• _Information provided_:
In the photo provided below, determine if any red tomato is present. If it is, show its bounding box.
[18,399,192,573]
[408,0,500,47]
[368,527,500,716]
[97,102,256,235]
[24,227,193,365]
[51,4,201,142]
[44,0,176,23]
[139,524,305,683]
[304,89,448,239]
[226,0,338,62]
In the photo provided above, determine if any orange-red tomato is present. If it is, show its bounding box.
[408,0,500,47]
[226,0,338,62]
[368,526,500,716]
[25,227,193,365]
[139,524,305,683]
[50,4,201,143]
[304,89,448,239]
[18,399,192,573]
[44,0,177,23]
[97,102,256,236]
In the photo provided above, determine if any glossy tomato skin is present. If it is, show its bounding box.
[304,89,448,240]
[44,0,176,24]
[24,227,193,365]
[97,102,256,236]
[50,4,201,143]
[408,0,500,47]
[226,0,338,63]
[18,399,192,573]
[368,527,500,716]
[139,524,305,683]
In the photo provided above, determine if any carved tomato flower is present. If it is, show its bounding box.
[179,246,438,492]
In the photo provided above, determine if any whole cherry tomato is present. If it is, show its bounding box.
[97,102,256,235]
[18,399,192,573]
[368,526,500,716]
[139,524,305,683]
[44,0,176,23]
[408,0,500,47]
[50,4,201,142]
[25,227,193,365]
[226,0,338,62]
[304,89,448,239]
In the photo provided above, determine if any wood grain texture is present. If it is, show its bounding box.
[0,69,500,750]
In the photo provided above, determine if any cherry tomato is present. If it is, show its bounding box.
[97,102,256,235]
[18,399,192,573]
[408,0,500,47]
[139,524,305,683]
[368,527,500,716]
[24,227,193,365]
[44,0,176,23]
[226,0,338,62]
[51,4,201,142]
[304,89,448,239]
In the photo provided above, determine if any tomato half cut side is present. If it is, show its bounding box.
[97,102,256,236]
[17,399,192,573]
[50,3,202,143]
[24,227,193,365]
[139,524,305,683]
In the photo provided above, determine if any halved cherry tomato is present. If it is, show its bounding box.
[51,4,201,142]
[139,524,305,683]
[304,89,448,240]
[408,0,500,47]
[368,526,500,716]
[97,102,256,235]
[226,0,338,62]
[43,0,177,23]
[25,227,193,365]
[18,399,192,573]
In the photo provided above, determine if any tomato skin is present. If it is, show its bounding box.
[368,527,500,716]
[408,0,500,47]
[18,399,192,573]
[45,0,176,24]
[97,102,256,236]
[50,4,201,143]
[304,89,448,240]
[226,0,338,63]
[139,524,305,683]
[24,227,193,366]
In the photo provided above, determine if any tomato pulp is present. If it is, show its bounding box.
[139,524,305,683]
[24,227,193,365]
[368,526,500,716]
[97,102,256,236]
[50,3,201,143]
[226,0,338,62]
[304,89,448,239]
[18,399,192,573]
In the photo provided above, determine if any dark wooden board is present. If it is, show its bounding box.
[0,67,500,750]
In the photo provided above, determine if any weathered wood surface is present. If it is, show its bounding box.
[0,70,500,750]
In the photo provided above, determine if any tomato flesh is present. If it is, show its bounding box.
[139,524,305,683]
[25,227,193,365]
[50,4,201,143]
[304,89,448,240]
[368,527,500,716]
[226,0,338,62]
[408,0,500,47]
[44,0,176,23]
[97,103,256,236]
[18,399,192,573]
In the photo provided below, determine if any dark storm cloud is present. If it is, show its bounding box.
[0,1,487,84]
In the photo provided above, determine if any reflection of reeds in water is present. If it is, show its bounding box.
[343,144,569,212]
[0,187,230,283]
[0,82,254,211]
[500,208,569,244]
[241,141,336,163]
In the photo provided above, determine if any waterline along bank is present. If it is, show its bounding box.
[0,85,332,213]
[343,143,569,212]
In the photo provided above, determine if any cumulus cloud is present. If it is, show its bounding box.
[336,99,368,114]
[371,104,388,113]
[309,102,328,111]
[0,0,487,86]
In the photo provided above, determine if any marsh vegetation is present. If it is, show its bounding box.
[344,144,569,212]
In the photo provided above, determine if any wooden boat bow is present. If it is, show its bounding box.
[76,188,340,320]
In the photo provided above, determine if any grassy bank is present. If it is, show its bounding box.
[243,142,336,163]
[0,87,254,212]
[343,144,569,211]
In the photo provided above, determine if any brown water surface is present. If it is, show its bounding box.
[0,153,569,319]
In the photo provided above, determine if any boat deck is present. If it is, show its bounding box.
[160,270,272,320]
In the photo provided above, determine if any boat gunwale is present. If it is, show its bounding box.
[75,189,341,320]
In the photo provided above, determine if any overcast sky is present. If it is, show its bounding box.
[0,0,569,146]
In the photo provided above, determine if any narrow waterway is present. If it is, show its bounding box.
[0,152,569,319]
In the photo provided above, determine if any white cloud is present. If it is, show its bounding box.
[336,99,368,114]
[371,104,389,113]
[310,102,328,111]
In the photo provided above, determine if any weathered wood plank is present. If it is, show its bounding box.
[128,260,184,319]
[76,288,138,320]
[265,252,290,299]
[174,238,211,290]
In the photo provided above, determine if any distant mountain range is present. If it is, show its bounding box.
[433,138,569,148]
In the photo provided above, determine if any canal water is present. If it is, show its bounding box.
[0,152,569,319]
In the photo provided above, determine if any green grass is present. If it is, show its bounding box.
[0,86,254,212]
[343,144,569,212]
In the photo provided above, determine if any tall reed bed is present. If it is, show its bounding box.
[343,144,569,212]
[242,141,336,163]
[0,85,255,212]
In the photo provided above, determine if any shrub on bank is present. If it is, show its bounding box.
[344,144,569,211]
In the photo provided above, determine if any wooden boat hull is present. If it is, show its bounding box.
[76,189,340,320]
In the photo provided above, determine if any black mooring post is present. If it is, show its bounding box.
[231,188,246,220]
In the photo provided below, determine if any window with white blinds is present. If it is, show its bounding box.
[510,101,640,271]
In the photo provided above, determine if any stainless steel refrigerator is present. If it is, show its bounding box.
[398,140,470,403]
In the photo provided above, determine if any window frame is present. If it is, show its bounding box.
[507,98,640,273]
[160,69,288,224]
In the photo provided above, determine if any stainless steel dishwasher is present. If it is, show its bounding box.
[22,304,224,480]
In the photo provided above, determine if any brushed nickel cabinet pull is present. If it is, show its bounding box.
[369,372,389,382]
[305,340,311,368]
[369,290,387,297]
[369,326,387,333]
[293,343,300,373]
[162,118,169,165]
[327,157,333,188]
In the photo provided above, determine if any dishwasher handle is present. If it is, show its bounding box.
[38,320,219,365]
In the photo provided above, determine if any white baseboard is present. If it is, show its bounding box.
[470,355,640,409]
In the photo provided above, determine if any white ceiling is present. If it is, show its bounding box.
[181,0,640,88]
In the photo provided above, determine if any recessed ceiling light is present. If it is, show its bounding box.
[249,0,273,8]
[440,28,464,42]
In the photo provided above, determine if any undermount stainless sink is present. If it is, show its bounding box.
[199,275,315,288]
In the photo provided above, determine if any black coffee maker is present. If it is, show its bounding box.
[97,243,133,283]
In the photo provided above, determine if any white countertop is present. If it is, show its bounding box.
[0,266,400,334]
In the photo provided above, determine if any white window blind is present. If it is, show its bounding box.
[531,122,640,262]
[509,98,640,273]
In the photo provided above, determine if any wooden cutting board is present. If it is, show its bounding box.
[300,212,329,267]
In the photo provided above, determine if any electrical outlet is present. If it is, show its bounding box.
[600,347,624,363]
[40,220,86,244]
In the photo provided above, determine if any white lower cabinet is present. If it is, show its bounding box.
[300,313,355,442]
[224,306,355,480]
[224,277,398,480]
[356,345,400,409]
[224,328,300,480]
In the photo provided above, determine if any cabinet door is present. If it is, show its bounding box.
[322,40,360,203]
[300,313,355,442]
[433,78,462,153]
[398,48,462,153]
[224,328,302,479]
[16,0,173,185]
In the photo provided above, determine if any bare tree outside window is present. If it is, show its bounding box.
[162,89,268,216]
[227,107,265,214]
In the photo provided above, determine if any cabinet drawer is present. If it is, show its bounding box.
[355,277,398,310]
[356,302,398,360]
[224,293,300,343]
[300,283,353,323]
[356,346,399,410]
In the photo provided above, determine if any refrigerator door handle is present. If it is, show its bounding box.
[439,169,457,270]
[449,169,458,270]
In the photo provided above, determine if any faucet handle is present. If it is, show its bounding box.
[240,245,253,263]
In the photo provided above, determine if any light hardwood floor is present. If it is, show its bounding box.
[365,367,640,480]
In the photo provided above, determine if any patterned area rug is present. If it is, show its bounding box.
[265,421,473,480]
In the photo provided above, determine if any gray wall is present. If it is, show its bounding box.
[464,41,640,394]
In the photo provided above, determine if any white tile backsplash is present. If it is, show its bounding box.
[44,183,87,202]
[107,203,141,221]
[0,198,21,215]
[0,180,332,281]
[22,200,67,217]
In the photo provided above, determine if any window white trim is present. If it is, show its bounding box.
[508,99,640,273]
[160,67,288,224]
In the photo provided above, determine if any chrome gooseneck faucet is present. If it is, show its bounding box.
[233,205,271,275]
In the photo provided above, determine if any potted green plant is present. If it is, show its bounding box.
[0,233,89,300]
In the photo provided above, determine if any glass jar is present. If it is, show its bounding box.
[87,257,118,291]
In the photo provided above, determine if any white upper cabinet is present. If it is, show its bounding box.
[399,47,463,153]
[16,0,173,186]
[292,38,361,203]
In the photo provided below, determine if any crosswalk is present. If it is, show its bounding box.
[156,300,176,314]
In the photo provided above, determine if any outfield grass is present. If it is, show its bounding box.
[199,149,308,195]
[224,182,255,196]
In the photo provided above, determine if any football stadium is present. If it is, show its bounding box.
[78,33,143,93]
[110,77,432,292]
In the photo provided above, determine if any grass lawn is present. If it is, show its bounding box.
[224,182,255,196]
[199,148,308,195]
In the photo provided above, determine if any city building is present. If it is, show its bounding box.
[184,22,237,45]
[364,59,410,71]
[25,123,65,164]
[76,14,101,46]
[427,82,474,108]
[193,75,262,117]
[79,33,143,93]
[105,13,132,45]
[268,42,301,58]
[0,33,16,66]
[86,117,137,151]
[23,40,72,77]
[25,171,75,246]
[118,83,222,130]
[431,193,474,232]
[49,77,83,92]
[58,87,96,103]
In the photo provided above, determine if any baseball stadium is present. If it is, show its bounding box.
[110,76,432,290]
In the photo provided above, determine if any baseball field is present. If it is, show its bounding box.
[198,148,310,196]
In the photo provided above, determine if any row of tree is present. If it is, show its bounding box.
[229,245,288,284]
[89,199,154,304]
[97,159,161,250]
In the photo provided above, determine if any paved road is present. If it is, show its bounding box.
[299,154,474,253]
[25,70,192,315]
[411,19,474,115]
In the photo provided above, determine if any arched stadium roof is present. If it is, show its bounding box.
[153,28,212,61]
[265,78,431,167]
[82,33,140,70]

• _The problem_:
Copy the material above word for word, starting with the line that contains "In the photo provided above, determine if any marsh" and continuing down through the line that contains "[0,153,569,319]". Include both of those lines.

• _Written answer_:
In the photo provided above, determine if any marsh vegetation is present. If it is, show its bounding box.
[344,144,569,212]
In the photo provided above, determine if any wooden boat bow is present. If it is, show its bounding box.
[76,188,340,320]
In the photo provided above, determine if any grassy bank is present. If it is, show its bounding box.
[243,142,336,163]
[0,87,254,212]
[343,144,569,211]
In the photo provided above, determine if any brown water surface is present. If it is, show its bounding box.
[0,153,569,319]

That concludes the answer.